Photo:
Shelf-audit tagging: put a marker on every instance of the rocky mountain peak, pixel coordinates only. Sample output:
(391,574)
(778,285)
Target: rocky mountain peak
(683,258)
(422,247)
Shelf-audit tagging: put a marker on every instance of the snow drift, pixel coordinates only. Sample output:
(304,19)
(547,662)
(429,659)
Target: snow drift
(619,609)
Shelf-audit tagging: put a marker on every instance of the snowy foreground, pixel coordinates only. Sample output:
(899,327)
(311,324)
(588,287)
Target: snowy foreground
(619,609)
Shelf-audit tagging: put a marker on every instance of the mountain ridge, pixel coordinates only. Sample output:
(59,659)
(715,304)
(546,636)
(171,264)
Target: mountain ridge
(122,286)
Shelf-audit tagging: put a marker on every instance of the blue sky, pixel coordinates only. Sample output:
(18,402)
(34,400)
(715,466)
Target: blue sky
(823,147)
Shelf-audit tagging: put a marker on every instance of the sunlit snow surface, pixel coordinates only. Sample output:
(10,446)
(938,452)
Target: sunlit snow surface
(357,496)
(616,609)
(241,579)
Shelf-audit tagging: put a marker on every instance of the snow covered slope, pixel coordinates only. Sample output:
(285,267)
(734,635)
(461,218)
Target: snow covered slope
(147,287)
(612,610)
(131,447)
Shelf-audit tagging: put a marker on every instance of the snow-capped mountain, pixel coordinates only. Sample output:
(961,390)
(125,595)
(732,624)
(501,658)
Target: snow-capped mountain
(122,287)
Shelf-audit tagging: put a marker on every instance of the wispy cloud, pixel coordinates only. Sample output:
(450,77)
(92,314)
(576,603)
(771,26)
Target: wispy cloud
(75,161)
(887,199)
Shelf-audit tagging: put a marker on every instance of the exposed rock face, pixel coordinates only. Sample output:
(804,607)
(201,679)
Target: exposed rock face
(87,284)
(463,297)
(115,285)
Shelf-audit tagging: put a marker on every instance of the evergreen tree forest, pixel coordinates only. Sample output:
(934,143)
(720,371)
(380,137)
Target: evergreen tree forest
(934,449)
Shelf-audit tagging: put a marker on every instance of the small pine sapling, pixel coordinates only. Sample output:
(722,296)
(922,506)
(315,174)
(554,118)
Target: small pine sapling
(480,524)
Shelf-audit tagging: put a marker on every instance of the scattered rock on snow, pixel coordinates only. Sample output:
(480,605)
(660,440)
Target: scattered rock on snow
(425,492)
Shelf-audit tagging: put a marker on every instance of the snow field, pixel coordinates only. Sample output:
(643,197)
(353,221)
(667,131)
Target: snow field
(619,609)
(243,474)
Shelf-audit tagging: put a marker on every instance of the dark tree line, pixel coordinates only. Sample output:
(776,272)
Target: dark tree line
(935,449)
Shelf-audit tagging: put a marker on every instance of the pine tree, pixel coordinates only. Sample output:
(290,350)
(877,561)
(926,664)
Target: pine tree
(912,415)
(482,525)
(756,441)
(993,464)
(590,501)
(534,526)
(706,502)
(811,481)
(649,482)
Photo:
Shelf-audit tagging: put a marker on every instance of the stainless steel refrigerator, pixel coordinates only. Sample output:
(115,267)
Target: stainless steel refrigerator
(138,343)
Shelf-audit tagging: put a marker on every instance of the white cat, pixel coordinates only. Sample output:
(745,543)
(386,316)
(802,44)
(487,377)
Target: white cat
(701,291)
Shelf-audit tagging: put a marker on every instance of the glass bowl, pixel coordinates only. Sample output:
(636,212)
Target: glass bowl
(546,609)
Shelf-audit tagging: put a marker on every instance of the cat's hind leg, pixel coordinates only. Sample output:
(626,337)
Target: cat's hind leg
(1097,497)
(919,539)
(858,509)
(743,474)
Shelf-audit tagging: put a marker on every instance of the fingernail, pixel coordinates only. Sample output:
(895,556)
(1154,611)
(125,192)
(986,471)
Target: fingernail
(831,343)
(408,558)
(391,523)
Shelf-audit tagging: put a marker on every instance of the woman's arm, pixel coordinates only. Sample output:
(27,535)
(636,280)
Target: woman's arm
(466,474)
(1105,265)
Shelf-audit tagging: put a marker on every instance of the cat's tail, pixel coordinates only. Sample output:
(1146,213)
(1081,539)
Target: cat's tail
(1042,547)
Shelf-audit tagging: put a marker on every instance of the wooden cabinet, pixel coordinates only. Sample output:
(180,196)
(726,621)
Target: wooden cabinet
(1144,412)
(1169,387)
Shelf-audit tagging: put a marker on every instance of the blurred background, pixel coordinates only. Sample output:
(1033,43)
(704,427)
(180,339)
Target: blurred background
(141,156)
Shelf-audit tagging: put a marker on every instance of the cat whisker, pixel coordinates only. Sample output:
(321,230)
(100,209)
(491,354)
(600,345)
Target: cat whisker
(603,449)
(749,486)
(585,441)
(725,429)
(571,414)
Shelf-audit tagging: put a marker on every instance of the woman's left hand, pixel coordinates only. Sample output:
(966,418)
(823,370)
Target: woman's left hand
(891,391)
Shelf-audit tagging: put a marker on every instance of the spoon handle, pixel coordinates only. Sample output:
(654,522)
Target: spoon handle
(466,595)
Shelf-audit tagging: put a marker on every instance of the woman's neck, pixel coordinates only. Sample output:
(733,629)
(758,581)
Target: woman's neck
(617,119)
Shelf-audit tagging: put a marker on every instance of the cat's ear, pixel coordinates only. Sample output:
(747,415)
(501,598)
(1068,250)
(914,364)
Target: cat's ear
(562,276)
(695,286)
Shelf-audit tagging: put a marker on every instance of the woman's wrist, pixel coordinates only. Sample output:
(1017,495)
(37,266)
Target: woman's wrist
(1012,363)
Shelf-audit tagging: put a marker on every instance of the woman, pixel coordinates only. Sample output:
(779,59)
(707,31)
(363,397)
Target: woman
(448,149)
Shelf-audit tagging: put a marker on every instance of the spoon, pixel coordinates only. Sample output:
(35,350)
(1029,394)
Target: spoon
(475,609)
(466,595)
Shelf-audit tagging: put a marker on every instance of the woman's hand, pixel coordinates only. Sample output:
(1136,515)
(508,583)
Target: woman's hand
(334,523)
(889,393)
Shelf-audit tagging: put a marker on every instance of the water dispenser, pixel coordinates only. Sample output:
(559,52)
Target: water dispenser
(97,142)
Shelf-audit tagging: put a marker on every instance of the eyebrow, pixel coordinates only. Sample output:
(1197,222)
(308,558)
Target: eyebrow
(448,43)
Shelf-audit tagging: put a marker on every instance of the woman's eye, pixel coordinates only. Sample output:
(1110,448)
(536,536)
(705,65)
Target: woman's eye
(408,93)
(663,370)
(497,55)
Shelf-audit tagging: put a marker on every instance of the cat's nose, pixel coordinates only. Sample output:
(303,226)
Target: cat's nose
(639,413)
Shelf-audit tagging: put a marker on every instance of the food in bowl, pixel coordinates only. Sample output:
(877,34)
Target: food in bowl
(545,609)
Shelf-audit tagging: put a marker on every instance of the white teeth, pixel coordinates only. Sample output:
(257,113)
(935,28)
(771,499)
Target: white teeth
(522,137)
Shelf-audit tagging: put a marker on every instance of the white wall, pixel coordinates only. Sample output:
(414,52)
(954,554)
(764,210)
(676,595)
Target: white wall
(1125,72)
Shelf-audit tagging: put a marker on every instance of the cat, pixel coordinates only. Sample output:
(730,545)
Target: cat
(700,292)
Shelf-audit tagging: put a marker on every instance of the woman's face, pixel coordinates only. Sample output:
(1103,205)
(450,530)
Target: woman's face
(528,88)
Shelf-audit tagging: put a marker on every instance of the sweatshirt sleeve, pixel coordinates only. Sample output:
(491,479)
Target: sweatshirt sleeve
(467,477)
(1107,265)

Directions:
Reproduce all of the data above line for line, without changing a single character.

Solution below:
Photo:
Shelf-audit tagging: put a marker on every instance of the rocky mountain peak, pixel coordinates only. Sample output:
(391,574)
(778,285)
Target: rocky mountain peak
(683,258)
(422,247)
Shelf-audit tagging: put a marker on every instance of the snow drift, pixel coordinates only. Sample output:
(304,19)
(547,662)
(429,659)
Target: snow drift
(619,609)
Shelf-audit tagging: put a marker on every instance of the snowy foreground, pixel coordinates only. Sample output:
(899,327)
(311,324)
(588,287)
Target: snowy foreground
(619,609)
Shelf-audit tagging: put a marker on every instance of the mountain ridge, pixel coordinates only. Sample output:
(59,659)
(715,304)
(546,636)
(171,264)
Target: mountain ridge
(122,286)
Shelf-audit tagging: put a marker on every instance of the blue sky, pixel coordinates only. Sample output:
(18,402)
(34,400)
(715,466)
Target: blue sky
(823,147)
Shelf-audit tagging: put a marker on every instance of the sunlit snow surface, pixel coordinates only. Sample output:
(10,446)
(938,452)
Target: sunlit snow surface
(357,496)
(616,609)
(241,579)
Shelf-audit tagging: put a marker on every instance of the snow covered slope, pixel coordinates only. Sample output:
(285,267)
(734,635)
(461,218)
Target: snow covered slope
(147,287)
(612,610)
(131,447)
Shelf-audit tagging: put a marker on every instance of the snow-capped mountain, pixel coordinates only. Sample output:
(961,390)
(125,595)
(732,624)
(501,658)
Target: snow-capped mountain
(122,287)
Shelf-audit tagging: put a marker on every instance of the wispy cloud, pixel coordinates only. Sample output:
(450,77)
(92,314)
(576,603)
(771,26)
Target: wispy cloud
(75,161)
(887,199)
Shelf-audit tagging: put a marker on every instance of the exposed rock face, pixel coordinates only. Sample output:
(804,607)
(201,679)
Target: exposed rock face
(87,284)
(463,297)
(115,285)
Shelf-audit tagging: put a marker on every instance of the evergreen tree forest, pixel coordinates only. Sample output:
(934,143)
(720,371)
(380,137)
Target: evergreen tree forest
(934,449)
Shelf-audit tagging: put a marker on every instance of the small pine sapling, pixel coordinates only. Sample output:
(722,296)
(922,506)
(315,174)
(554,118)
Target: small pine sapling
(480,524)
Shelf-audit tagging: put a marker on every instance of the scattered rock on snow, pixel coordinates only. Sample output:
(480,605)
(660,440)
Target: scattered rock on snow
(425,492)
Shelf-audit tagging: put a marker on every instance of the snow field, pixel coordinates only. Sample output:
(643,197)
(353,221)
(667,131)
Target: snow field
(619,609)
(243,474)
Shelf-audit tagging: put a marker on every instance of the dark tree line, pixel coordinates only. Sample output:
(776,272)
Target: dark tree line
(935,449)
Shelf-audit tagging: put a marker on every instance of the pine tree, pixel coordinates only. Sample output:
(290,350)
(877,561)
(926,664)
Target: pine tree
(912,415)
(482,525)
(756,441)
(993,464)
(590,501)
(534,526)
(706,502)
(811,481)
(649,482)
Photo:
Shelf-audit tagging: put a marker on every instance of the stainless steel refrigerator, pixel coordinates only. Sample output:
(115,267)
Target: stainless steel refrigerator
(138,343)
Shelf-audit tagging: put a marker on every instance of the white cat, pixel coordinates only. Sample output:
(745,543)
(386,316)
(802,44)
(487,377)
Target: white cat
(701,291)
Shelf-audit tagging: put a marker on every instance of the glass bowl, pixel coordinates only. Sample output:
(636,212)
Target: glass bowl
(546,609)
Shelf-audit tagging: put a marker on every instance of the cat's hind leg, pixel coordinates only. Sample output:
(626,337)
Target: cat's hind leg
(1097,497)
(919,539)
(858,509)
(743,474)
Shelf-audit tagging: put a marker on every instance of the fingernail, pixel coordinates only. Sample output:
(895,556)
(1154,611)
(125,192)
(986,471)
Target: fingernail
(831,343)
(408,558)
(391,523)
Shelf-audit tagging: put a marker on every instance of the woman's arm, pixel coordinates only. Sample output:
(27,535)
(636,280)
Target: woman's arm
(466,474)
(1105,265)
Shelf-audit tagging: put a marker on every instance of the cat's tail, pixel coordinates only. Sample output:
(1146,213)
(1081,539)
Target: cat's tail
(1042,547)
Shelf-audit tagging: put a marker on every instance of the wooden cabinet, pixel coordinates only. Sample output:
(180,196)
(726,621)
Target: wooden cabinet
(1144,412)
(1169,387)
Shelf-audit tagging: put a marker on every instance of the blurred background, pixel coordinates only. Sample output:
(1033,43)
(704,427)
(180,339)
Target: blurred background
(141,156)
Shelf-audit tagging: put a marker on every instance of the cat whisker, pixel coordinates only. Sample output:
(321,230)
(100,209)
(491,354)
(600,345)
Target: cat whisker
(603,449)
(749,486)
(585,441)
(725,429)
(571,414)
Shelf-audit tagging: put a marker on every instance of the woman's left hand, pixel coordinates only. Sample output:
(966,418)
(823,370)
Target: woman's left hand
(891,391)
Shelf-audit tagging: put a marker on every instance of the spoon handle, pixel coordinates only. Sample output:
(654,522)
Target: spoon handle
(466,595)
Shelf-audit tagging: put a marker on every instance of the woman's neck, pixel coordinates only. Sample output:
(733,629)
(758,581)
Target: woman's neck
(617,119)
Shelf-audit tagging: put a marker on every instance of the cat's ear, pixel coordinates only. Sample output:
(747,415)
(501,598)
(1068,250)
(914,364)
Target: cat's ear
(562,276)
(695,286)
Shelf-audit tagging: put a marker on every instance of the woman's wrist, pixel coordinates only. Sample output:
(1017,495)
(37,266)
Target: woman's wrist
(1012,363)
Shelf-audit tagging: put a marker on every instance of the woman, pixel coordinates only. Sample output:
(779,59)
(707,31)
(363,397)
Target: woman
(448,149)
Shelf-audit tagging: put a marker on every instance of the spoon, pixel coordinates only. Sample output:
(35,350)
(1029,394)
Target: spoon
(475,609)
(466,595)
Shelf-audit tagging: put a marker on every instance of the woman's hand, pixel coordinates only. Sample output:
(1136,515)
(508,583)
Target: woman's hand
(334,523)
(889,393)
Shelf-audit tagging: put a marker on every instance of the water dispenser, pixel coordinates only. Sample output:
(559,52)
Target: water dispenser
(97,142)
Shelf-audit tagging: put a marker on every instance of the eyebrow, pixel coordinates only. Sample output:
(1197,222)
(308,558)
Target: eyebrow
(448,43)
Shelf-audit tagging: put a marker on every instance of the woman's eye, pixel coordinates only. Sample output:
(1110,448)
(536,536)
(705,65)
Target: woman's eye
(408,93)
(663,370)
(497,55)
Shelf-audit tagging: put a marker on every instance of the cat's nose, pixel coordinates only. Sample output:
(303,226)
Target: cat's nose
(639,413)
Shelf-audit tagging: put a marker on every instance of the food in bowl, pixel coordinates only. Sample output:
(877,34)
Target: food in bowl
(545,609)
Shelf-audit tagging: put a marker on every instance of the white teeth, pixel coordinates only. Sample output:
(257,113)
(935,28)
(771,499)
Target: white teeth
(522,137)
Shelf-audit tagging: put a marker on every instance of the white wall, pixel coordinates only. Sample output:
(414,52)
(954,554)
(764,210)
(676,595)
Target: white wall
(1125,72)
Shelf-audit tagging: put a marker on every instance of the cat, pixel coordinates only. Sample output:
(730,545)
Target: cat
(700,292)
Shelf-audit tagging: put a marker on every instance of the woman's face, pixel coordinates only. Sample output:
(1103,205)
(450,530)
Target: woman's face
(528,88)
Shelf-audit tagging: put a marker on every instance of the sweatshirt sleeve, pixel coordinates only. Sample output:
(491,479)
Target: sweatshirt sleeve
(467,477)
(1107,265)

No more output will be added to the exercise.